▶ _Directions_
Output range, inclusive: from the line containing "Tag the overhead" to the line containing "Tag the destination". Restate those lines from the data below word for word and only those.

== Records to use ==

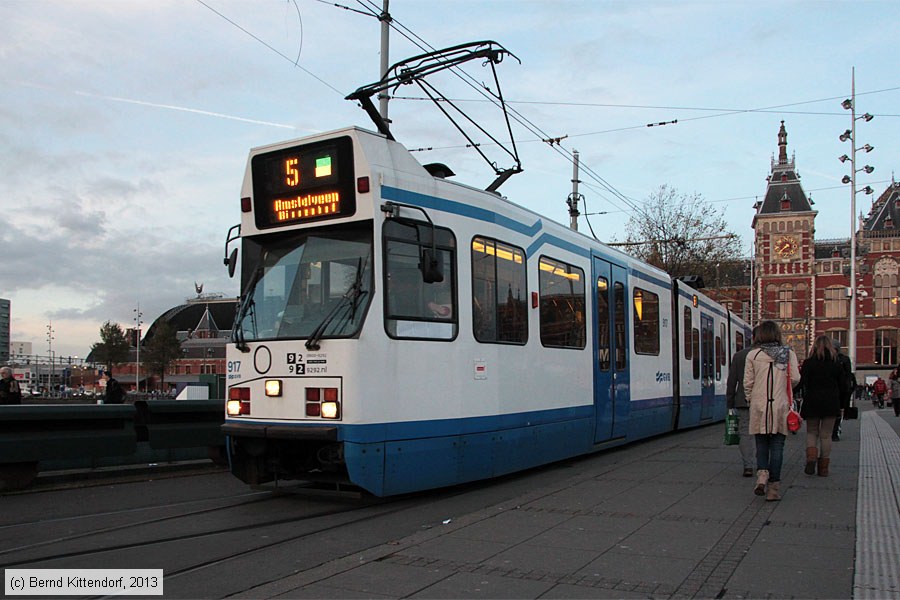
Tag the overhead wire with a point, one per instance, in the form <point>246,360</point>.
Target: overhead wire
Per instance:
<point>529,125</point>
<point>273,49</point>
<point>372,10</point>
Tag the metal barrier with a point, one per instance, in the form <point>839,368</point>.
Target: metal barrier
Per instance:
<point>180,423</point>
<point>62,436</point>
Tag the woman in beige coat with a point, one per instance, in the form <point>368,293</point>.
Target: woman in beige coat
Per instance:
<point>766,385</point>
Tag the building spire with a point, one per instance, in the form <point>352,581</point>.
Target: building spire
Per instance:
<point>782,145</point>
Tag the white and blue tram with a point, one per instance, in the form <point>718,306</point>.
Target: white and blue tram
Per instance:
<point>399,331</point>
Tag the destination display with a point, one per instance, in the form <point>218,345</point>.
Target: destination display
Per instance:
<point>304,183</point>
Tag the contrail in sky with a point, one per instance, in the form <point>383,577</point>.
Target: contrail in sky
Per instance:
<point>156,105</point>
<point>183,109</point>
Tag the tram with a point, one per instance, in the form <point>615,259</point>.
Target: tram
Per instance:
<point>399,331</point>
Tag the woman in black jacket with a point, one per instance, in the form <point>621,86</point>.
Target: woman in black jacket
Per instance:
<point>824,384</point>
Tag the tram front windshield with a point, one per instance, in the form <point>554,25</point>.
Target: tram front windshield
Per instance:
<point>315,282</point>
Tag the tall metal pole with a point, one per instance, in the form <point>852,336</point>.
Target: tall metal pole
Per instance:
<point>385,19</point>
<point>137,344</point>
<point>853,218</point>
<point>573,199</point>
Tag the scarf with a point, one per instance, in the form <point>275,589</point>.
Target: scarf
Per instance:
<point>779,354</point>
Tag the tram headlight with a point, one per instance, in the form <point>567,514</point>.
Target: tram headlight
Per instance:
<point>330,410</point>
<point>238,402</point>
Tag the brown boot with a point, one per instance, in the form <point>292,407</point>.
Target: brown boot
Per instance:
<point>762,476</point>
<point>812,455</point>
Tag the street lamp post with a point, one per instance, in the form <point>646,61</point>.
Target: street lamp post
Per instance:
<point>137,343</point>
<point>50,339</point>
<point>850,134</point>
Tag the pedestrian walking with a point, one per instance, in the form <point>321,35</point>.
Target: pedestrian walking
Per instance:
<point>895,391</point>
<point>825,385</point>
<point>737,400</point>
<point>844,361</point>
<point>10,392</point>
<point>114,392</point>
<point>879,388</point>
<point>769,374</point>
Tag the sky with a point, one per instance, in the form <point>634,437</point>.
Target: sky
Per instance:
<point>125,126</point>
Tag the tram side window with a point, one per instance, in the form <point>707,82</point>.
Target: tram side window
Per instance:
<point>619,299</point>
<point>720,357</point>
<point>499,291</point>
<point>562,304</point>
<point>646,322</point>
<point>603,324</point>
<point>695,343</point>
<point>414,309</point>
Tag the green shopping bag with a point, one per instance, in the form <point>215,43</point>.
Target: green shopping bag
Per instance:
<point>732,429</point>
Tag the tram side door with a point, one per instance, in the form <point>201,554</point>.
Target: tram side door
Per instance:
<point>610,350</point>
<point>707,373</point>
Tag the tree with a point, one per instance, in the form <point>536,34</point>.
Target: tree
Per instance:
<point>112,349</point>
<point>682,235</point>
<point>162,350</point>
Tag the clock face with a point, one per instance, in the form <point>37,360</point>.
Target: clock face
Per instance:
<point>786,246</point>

===
== Records to use ==

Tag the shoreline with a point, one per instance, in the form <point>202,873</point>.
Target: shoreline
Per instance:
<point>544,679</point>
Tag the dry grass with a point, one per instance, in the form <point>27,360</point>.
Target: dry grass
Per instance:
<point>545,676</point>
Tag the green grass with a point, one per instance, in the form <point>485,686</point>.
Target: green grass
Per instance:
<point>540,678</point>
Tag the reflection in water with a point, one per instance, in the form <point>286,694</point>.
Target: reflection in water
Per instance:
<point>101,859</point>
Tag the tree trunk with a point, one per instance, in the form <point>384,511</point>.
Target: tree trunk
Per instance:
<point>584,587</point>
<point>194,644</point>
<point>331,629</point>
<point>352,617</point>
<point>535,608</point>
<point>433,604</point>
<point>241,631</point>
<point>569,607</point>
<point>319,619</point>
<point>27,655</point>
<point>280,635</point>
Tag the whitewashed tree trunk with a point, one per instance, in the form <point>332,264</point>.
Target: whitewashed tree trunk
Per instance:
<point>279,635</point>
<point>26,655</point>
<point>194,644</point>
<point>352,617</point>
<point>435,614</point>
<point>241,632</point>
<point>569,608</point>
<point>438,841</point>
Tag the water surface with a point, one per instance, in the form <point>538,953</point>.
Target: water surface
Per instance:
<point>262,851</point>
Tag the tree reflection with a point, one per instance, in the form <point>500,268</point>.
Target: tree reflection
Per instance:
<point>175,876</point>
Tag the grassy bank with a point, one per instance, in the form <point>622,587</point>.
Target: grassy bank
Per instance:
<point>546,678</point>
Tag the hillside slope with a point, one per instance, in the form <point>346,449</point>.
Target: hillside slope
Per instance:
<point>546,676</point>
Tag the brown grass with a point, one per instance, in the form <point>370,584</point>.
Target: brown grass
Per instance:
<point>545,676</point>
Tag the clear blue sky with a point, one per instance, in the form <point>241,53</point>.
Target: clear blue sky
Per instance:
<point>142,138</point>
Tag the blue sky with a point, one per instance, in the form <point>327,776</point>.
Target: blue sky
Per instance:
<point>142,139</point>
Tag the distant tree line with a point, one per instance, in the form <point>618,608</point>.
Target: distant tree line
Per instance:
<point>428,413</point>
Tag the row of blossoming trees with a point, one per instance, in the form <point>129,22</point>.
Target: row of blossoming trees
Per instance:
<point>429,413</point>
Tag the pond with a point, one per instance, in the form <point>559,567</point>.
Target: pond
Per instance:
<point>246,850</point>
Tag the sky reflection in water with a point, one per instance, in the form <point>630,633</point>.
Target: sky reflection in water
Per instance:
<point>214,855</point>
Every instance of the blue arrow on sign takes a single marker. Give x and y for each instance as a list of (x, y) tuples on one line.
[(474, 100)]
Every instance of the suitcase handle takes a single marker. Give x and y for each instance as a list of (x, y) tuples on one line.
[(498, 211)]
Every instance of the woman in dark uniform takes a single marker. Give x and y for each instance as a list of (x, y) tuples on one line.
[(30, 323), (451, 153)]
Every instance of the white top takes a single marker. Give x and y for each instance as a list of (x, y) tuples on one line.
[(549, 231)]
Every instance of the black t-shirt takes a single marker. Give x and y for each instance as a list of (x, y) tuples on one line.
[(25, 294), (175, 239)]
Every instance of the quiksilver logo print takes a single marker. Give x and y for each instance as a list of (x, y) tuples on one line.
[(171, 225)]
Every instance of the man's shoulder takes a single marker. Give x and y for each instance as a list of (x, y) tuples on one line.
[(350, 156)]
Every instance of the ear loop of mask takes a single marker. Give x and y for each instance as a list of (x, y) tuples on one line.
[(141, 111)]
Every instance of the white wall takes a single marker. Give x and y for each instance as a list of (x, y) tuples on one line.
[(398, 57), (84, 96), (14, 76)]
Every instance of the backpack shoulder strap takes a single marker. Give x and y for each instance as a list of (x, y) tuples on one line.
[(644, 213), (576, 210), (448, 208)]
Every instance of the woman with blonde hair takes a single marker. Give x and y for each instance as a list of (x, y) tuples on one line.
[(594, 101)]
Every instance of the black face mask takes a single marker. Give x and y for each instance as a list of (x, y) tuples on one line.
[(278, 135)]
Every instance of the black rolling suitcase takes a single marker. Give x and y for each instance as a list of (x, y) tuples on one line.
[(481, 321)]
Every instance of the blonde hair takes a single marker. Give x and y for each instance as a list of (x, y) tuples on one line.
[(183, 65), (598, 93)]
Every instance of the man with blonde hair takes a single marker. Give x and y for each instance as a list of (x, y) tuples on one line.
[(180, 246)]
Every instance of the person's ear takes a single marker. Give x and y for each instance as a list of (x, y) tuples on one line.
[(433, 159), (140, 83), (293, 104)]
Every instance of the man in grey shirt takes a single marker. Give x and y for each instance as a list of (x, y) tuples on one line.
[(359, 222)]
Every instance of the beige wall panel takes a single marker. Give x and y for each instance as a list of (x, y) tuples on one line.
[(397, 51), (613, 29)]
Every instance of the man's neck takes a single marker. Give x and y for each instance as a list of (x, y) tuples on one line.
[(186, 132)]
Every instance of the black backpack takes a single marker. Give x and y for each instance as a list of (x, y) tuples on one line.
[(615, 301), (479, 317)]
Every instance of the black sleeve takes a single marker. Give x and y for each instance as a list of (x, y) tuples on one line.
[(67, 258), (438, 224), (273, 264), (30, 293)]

===

▶ _Output of the exercise_
Tag the overhead wire with a point, one per instance, in the form <point>246,360</point>.
Target: overhead wire
Per instance:
<point>529,125</point>
<point>273,49</point>
<point>372,10</point>
Tag the metal barrier with a point, one per instance, in the form <point>839,368</point>.
Target: metal barrier
Per instance:
<point>180,423</point>
<point>62,436</point>
Tag the woman in beige coat with a point, one per instance, in the form <point>368,293</point>.
Target: woman in beige coat
Per instance:
<point>766,385</point>
Tag the building spire with a point, one per instance, in the form <point>352,581</point>.
Target: building spire
Per instance:
<point>782,145</point>
Tag the white and blue tram with a point, one per instance, in the form <point>718,306</point>.
Target: white and blue tram
Per instance:
<point>399,331</point>
Tag the destination display with a point, one per instance, in the form <point>218,345</point>.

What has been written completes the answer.